- **RECORDS SUPPLIED**
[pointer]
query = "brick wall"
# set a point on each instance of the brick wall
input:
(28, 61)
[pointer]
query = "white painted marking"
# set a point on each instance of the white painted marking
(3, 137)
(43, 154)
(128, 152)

- **INSTRUCTIONS FOR THE TASK**
Write each record above out again exactly as it reads.

- **WRITTEN SOLUTION**
[pointer]
query = "brick wall"
# set a point on each instance of the brick wall
input:
(28, 61)
[pointer]
query = "white painted marking"
# set a point on each instance of the white painted marking
(3, 137)
(43, 154)
(128, 152)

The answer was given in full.